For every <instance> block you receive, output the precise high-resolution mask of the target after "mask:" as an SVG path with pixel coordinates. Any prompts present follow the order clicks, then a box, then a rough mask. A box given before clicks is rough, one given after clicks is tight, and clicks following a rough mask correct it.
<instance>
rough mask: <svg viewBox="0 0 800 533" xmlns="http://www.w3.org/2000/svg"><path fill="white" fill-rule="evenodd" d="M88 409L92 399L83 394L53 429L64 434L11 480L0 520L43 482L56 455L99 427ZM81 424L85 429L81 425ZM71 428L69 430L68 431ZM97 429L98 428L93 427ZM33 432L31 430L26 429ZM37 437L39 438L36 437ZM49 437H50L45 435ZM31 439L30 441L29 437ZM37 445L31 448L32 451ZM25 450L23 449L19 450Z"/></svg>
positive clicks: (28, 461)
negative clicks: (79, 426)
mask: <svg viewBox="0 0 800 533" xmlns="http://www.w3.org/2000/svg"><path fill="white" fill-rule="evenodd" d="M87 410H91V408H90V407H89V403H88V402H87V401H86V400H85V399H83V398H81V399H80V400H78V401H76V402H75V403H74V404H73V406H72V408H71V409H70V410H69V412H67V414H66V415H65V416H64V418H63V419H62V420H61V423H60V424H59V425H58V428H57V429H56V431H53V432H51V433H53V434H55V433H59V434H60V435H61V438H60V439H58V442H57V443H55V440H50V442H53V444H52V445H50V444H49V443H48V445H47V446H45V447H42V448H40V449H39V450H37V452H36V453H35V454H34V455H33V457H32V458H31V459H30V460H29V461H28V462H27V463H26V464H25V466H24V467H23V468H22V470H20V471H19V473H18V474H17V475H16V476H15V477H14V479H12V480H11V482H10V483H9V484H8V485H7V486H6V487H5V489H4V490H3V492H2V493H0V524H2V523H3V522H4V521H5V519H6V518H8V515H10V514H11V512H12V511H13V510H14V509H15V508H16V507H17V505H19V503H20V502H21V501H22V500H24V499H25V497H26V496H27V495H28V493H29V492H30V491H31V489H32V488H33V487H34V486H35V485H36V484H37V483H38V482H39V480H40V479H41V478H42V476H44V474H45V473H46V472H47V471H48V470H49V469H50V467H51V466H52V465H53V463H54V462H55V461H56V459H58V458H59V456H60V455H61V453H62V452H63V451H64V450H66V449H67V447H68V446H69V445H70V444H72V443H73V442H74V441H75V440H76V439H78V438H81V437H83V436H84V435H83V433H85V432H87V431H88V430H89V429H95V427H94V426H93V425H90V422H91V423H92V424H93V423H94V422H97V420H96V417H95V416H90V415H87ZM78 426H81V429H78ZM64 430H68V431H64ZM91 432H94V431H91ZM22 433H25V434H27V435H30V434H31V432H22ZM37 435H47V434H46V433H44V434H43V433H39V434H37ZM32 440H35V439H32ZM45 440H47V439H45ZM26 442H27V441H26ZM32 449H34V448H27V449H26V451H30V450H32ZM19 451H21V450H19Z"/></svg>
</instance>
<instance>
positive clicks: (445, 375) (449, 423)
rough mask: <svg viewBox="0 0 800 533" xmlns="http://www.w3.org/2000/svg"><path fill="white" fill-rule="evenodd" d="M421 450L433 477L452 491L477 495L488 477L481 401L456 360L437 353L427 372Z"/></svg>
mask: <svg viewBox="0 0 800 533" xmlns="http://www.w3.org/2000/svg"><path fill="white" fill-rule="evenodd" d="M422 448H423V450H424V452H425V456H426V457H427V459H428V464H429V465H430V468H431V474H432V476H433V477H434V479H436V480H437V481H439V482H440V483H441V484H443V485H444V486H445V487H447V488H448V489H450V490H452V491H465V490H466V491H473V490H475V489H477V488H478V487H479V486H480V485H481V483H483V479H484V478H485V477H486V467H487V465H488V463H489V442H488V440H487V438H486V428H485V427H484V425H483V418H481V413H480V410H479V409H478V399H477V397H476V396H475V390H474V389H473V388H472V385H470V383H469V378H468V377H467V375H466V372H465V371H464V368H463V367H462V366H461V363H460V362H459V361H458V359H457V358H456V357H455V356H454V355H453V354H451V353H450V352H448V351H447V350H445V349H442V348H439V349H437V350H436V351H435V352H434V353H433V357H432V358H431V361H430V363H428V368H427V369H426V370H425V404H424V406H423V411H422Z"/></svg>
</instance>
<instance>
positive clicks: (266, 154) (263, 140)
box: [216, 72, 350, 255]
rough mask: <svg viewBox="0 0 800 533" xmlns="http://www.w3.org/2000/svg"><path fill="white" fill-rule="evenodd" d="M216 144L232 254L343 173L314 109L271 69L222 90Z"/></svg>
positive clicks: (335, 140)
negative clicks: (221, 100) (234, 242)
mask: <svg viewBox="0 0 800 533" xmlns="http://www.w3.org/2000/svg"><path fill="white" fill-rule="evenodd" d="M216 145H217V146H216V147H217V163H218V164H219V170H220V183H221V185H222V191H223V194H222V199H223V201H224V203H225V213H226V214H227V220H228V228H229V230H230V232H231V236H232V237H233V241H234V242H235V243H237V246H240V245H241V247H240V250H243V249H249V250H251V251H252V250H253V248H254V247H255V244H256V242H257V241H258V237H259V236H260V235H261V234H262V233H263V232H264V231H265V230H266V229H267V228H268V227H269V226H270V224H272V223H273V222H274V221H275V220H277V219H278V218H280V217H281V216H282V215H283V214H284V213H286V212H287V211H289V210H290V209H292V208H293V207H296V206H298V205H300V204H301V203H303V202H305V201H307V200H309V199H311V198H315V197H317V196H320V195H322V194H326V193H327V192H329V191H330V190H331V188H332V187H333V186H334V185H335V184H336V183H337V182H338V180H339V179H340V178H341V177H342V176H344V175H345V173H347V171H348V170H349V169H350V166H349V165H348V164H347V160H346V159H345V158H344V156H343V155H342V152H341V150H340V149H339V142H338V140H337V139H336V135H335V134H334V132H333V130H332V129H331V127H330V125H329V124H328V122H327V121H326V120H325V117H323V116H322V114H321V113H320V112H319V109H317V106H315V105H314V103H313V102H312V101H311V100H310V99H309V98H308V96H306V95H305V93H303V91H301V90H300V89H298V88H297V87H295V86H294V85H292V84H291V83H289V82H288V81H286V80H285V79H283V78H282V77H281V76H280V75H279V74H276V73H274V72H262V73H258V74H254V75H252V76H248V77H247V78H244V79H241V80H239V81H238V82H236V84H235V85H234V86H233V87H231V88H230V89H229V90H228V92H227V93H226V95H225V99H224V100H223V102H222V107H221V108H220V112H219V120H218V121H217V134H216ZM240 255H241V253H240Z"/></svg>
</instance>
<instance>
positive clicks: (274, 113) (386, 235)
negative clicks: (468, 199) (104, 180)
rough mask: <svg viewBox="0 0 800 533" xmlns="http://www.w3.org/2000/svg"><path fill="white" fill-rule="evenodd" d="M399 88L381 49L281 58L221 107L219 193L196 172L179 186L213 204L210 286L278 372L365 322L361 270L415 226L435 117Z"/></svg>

* * *

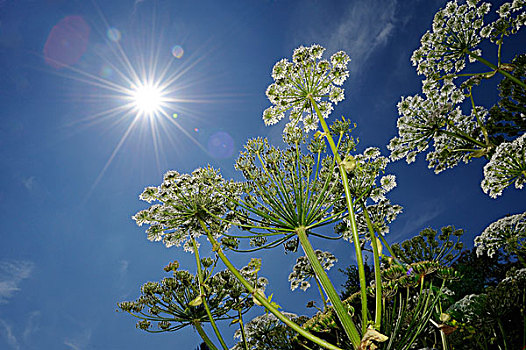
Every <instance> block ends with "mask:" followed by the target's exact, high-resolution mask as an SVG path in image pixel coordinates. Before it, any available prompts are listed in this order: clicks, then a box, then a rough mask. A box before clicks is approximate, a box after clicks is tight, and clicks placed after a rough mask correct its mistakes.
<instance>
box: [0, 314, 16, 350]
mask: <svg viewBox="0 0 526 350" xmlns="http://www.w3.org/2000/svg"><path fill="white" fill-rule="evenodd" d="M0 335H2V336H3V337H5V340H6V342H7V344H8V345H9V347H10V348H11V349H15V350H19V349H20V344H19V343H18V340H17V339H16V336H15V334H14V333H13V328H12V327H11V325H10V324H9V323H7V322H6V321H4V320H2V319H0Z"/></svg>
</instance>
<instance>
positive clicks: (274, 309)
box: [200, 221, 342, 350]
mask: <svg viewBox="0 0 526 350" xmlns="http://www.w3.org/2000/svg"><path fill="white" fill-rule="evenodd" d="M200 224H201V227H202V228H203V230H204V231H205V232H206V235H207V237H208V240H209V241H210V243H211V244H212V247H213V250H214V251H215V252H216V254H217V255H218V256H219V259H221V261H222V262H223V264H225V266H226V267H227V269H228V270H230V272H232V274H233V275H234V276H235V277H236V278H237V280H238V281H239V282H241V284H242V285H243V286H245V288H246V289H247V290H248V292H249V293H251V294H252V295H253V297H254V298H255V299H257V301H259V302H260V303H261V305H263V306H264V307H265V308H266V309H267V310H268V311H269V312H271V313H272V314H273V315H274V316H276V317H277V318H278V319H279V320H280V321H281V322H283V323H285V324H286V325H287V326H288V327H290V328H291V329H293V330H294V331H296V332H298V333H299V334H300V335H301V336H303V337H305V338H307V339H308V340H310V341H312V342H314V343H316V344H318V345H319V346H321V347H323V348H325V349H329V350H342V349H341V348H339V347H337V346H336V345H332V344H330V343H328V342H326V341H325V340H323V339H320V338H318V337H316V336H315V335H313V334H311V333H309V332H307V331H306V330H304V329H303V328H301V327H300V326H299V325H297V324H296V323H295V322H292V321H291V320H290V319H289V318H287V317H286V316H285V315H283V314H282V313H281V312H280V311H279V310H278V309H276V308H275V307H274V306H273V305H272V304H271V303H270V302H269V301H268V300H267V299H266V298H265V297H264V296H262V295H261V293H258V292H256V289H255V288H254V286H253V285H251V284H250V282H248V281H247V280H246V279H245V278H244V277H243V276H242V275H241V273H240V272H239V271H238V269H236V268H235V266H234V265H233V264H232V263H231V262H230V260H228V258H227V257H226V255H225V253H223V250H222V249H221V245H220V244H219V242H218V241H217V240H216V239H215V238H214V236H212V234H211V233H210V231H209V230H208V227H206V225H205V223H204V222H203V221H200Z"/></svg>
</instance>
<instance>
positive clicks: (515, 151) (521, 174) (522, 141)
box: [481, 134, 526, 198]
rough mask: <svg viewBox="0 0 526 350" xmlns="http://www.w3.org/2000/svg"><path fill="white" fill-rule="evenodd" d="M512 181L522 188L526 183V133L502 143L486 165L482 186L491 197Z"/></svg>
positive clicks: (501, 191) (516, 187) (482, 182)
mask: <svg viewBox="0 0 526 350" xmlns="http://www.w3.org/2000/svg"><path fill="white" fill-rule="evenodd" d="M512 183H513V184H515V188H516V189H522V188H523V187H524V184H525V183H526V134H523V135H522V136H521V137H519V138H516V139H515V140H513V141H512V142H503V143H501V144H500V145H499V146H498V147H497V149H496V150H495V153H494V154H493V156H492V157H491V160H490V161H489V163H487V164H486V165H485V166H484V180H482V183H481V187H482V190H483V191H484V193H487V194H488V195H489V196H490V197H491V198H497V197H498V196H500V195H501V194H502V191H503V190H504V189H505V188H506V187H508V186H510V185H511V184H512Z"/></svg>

_Assigned task_
With the line that has "positive clicks: (266, 154) (263, 140)" as the first and the line that has "negative clicks: (468, 199) (104, 180)" as the last, repeat exactly that run of lines above and no more.

_Result below_
positive clicks: (266, 154) (263, 140)
box: [216, 72, 350, 255]
rough mask: <svg viewBox="0 0 800 533" xmlns="http://www.w3.org/2000/svg"><path fill="white" fill-rule="evenodd" d="M216 144L232 254L343 173L314 109L271 69L222 90Z"/></svg>
positive clicks: (335, 140)
negative clicks: (221, 100) (234, 242)
mask: <svg viewBox="0 0 800 533" xmlns="http://www.w3.org/2000/svg"><path fill="white" fill-rule="evenodd" d="M216 145H217V146H216V147H217V163H218V164H219V170H220V183H221V185H222V191H223V194H222V199H223V201H224V203H225V213H226V214H227V220H228V228H229V230H230V232H231V236H232V237H233V241H234V242H235V243H237V246H240V245H241V247H240V250H243V249H249V250H251V251H252V250H253V248H254V247H255V244H256V242H257V241H258V237H259V236H260V235H261V234H262V233H263V232H264V231H265V230H266V229H267V228H268V227H269V226H270V224H272V223H273V222H274V221H275V220H277V219H278V218H280V217H281V216H282V215H283V214H284V213H286V212H287V211H289V210H290V209H292V208H293V207H296V206H298V205H300V204H301V203H303V202H305V201H307V200H309V199H311V198H315V197H317V196H320V195H322V194H326V193H327V192H329V191H330V190H331V188H332V187H333V186H334V185H335V184H336V183H337V182H338V180H339V179H340V178H341V177H342V176H344V175H345V173H347V171H348V170H349V169H350V166H349V165H348V164H347V160H346V159H345V158H344V156H343V155H342V152H341V150H340V149H339V142H338V140H337V139H336V135H335V134H334V132H333V130H332V129H331V127H330V125H329V124H328V122H327V121H326V120H325V117H323V116H322V114H321V113H320V112H319V109H317V106H315V105H314V103H313V102H312V101H311V100H310V99H309V98H308V96H306V95H305V93H303V91H301V90H300V89H298V88H297V87H295V86H294V85H292V84H291V83H289V82H288V81H286V80H285V79H283V78H282V77H281V76H280V75H279V74H276V73H274V72H262V73H258V74H254V75H252V76H248V77H247V78H244V79H241V80H239V81H238V82H236V84H235V85H234V86H233V87H231V88H230V89H229V90H228V92H227V93H226V95H225V99H224V100H223V102H222V107H221V108H220V112H219V120H218V121H217V134H216ZM240 255H241V253H240Z"/></svg>
</instance>
<instance>
positive clicks: (274, 113) (386, 235)
negative clicks: (468, 199) (104, 180)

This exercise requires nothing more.